--- START ---

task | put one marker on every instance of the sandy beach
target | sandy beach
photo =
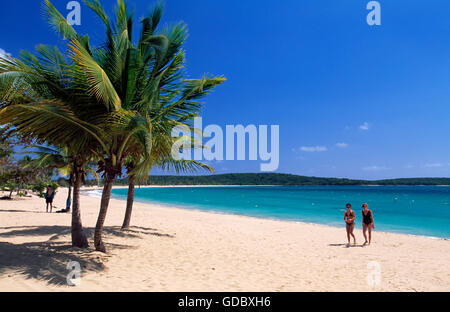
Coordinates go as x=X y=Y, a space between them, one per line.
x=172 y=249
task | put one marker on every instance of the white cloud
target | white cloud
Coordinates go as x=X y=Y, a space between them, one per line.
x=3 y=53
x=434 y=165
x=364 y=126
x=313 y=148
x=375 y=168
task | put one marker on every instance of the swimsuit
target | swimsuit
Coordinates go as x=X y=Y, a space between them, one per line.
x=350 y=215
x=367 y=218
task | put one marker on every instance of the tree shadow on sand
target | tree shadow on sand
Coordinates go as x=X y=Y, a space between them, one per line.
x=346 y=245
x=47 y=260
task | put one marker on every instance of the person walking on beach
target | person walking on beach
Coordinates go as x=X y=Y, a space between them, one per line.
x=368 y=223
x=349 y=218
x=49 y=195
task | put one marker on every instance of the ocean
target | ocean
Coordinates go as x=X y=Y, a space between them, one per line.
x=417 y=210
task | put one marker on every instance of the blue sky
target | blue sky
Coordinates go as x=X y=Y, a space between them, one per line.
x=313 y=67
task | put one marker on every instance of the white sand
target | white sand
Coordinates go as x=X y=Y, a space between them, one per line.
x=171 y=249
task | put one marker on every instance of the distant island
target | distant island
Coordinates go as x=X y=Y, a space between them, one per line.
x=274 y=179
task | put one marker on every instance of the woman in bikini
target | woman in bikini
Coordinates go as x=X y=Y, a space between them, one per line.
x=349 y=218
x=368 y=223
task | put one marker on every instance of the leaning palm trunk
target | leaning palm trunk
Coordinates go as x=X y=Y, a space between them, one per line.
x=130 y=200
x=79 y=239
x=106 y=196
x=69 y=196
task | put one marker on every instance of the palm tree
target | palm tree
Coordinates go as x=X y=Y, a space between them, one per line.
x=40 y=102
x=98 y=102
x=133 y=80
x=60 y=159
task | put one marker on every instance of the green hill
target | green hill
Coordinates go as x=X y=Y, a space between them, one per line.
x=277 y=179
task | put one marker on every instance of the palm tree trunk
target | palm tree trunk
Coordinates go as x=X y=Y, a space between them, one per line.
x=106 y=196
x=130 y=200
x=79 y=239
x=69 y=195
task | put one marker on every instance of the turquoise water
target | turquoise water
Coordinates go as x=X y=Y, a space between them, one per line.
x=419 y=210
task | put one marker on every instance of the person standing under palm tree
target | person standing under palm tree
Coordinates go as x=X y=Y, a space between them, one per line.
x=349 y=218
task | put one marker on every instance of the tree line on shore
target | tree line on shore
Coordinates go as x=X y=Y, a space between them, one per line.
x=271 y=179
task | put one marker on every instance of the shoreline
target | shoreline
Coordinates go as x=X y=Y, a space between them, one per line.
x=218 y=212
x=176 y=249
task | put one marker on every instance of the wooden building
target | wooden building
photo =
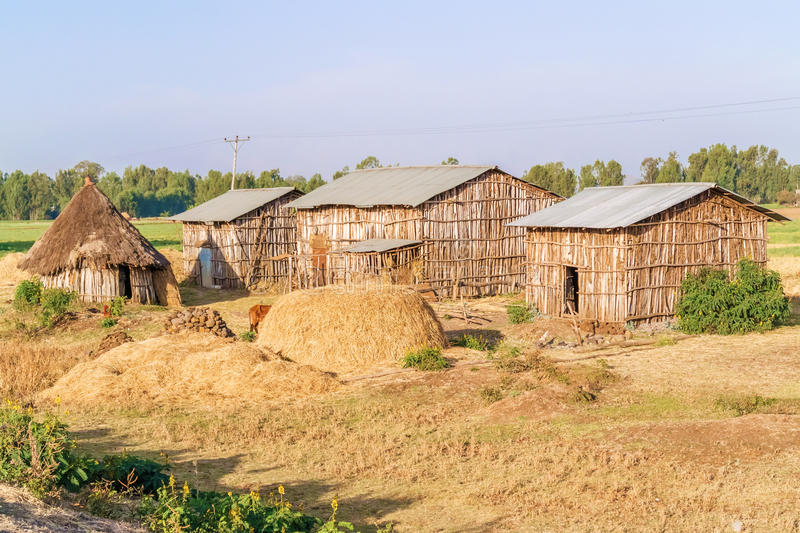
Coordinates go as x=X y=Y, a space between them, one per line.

--- END ---
--- START ---

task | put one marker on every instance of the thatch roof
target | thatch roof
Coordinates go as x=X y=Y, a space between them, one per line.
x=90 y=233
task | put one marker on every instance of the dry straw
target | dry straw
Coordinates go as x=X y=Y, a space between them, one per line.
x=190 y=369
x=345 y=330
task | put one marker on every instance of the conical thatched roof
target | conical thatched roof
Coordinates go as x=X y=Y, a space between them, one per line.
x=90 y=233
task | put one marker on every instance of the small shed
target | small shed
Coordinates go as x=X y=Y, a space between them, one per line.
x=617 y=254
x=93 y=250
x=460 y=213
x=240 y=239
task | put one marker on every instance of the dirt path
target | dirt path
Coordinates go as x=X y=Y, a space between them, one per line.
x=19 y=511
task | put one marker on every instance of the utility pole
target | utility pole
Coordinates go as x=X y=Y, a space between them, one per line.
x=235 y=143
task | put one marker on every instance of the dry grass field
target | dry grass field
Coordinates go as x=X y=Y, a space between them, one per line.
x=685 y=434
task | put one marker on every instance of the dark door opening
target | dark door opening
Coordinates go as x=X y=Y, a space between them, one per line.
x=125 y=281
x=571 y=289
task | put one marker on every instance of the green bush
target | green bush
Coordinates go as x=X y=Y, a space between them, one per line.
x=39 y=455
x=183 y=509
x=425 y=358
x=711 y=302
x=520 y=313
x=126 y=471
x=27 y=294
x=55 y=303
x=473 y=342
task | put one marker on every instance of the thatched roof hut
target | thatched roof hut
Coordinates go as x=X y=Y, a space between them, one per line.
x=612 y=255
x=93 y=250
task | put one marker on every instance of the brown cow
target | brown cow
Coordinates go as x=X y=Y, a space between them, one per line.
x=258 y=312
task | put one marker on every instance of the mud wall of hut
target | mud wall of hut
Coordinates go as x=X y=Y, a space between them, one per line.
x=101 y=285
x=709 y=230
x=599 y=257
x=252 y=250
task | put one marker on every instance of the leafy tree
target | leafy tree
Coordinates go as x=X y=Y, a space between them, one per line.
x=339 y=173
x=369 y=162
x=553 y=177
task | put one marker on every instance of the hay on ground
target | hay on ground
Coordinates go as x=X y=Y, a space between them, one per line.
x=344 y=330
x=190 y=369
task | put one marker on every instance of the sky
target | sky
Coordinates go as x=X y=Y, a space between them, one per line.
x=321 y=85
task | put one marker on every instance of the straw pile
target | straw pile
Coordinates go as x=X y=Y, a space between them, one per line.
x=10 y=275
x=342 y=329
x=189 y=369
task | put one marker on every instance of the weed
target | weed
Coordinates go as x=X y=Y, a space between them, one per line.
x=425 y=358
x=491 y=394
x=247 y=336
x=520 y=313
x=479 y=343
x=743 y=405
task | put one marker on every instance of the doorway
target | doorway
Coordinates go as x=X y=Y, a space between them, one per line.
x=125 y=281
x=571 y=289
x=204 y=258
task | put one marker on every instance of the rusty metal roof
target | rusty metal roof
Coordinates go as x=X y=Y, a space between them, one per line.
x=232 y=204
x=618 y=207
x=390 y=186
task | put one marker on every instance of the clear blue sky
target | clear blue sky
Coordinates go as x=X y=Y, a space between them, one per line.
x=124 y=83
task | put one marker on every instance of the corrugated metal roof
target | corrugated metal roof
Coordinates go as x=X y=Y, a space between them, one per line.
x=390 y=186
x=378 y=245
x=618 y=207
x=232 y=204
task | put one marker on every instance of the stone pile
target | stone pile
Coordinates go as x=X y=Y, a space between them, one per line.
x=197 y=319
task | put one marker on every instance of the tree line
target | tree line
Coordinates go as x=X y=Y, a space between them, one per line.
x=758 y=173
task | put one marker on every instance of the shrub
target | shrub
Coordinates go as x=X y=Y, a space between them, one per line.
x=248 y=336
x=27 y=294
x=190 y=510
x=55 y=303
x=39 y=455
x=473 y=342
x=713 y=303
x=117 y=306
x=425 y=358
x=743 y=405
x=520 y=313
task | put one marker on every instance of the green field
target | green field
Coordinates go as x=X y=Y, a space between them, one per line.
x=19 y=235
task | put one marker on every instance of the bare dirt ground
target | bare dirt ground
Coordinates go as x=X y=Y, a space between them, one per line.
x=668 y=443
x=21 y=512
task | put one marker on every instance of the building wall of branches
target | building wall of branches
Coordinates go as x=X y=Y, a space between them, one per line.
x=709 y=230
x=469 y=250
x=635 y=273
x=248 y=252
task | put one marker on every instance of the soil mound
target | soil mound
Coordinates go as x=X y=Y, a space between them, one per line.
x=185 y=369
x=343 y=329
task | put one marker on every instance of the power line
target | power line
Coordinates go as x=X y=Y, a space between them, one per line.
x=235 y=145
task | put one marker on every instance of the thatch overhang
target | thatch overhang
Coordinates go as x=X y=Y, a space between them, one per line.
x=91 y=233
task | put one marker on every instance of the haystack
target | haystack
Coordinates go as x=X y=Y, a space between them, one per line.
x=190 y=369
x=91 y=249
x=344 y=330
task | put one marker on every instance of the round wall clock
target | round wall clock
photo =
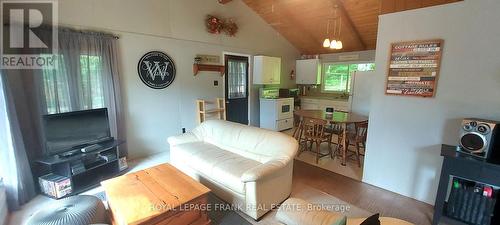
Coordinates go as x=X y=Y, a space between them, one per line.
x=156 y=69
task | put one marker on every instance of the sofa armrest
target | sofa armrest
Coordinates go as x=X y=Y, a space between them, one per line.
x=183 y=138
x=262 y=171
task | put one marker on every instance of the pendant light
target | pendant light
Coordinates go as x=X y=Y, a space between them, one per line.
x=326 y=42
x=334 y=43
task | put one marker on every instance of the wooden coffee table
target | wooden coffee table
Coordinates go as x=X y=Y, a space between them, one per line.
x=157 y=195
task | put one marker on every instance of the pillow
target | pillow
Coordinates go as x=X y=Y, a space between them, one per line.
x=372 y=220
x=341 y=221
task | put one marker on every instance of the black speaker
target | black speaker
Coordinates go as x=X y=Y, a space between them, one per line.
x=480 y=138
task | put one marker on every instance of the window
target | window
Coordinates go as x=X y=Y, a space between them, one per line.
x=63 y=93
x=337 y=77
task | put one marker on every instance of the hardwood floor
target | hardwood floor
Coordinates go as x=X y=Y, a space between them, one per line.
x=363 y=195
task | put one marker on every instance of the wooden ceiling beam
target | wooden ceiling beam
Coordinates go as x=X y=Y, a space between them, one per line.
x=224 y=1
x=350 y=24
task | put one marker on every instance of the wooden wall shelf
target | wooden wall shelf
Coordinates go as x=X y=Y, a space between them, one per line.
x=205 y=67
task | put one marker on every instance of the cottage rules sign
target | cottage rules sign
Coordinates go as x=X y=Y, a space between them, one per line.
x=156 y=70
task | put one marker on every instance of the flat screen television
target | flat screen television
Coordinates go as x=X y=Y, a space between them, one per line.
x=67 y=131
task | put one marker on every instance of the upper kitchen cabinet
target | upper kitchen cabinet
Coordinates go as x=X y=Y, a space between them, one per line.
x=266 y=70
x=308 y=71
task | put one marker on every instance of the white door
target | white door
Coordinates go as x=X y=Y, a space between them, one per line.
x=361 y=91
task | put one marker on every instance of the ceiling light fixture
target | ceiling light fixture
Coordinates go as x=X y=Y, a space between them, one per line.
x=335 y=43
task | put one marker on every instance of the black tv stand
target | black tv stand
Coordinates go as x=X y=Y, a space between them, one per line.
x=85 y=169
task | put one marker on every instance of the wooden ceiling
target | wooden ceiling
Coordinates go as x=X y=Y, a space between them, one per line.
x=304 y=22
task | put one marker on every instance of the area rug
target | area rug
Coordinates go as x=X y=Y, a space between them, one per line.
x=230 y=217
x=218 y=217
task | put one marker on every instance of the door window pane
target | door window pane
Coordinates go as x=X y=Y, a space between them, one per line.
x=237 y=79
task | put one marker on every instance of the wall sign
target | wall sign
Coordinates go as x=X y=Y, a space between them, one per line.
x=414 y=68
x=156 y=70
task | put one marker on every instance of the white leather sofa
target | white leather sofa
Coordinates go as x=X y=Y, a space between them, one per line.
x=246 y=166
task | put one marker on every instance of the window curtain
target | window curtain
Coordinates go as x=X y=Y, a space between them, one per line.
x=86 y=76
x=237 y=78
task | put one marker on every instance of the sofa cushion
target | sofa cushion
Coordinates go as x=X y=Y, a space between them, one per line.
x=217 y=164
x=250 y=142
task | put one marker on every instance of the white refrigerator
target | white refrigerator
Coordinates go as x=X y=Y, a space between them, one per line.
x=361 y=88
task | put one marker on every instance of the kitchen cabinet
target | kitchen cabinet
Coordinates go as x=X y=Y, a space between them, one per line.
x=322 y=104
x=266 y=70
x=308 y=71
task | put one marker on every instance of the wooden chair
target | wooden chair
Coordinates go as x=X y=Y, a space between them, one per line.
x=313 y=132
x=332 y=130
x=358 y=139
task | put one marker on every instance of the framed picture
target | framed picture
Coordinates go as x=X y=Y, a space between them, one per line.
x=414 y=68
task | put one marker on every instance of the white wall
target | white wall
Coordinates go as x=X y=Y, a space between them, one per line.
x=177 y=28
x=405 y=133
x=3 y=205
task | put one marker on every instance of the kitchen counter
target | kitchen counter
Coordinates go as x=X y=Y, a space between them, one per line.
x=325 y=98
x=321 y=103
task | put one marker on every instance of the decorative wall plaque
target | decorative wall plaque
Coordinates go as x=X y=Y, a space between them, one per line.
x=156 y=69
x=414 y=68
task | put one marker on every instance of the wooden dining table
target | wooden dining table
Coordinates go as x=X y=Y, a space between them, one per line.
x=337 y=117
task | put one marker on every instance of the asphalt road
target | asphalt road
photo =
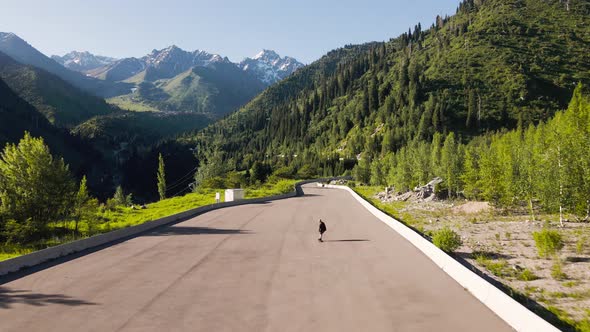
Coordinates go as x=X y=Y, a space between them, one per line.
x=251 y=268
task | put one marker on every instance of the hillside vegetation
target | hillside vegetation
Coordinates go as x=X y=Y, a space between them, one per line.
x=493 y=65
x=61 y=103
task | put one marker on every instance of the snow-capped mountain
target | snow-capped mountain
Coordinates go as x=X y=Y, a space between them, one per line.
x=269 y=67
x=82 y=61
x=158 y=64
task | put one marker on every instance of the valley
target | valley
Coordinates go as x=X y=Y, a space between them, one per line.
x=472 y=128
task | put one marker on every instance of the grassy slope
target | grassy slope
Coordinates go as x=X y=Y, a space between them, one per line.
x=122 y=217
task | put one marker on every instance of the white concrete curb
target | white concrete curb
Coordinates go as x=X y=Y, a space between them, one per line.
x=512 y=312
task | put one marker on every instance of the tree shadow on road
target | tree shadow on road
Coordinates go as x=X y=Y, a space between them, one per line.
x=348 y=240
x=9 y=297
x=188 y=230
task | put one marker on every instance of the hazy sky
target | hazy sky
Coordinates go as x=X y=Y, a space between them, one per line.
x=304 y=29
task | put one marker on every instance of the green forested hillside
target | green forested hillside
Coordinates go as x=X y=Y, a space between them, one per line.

--- END ---

ASSIGNMENT:
Find each line above that contains "thatched", and copy those lines.

ANSWER BOX:
task | put one marker on every instance of the conical thatched roof
target | conical thatched roof
task | put one marker on every instance of the thatched roof hut
target | thatched roof hut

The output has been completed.